**TASK TO COMPLETE:**
Each line at or after the one containing "Pointing guideline: for each instance of the horse back" should be transcribed exactly, up to and including the final line of the data.
(MATERIAL PROVIDED Opens)
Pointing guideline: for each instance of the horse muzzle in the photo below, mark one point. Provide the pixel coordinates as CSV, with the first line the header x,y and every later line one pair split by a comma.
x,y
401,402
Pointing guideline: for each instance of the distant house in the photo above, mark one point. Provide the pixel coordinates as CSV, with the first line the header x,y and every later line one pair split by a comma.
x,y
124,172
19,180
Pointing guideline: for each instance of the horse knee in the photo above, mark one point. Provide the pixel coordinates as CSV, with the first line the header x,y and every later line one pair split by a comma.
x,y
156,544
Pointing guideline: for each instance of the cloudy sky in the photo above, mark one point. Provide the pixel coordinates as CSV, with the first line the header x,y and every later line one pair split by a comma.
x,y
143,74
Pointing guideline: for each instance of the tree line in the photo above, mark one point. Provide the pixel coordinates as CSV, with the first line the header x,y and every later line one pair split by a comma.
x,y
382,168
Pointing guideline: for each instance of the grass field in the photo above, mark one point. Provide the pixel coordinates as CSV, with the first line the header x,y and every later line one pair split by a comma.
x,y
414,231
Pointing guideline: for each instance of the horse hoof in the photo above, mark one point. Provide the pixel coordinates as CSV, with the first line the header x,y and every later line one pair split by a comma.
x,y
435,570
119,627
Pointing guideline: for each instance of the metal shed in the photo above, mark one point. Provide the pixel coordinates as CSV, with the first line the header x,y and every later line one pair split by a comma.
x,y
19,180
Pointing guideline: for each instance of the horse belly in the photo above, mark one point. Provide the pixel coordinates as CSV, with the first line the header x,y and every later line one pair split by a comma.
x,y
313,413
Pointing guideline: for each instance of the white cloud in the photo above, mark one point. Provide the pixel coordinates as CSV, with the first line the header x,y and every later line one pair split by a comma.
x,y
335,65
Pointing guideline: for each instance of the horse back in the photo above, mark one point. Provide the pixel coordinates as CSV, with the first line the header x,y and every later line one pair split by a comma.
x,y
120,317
(MATERIAL PROVIDED Closes)
**RESPONSE TO THIS TASK:**
Pointing guideline: for each instance of the horse back in the photo above, mark one point. Provide the pixel coordinates as CSV, with the first line the header x,y and every later line one pair split by a comma.
x,y
120,317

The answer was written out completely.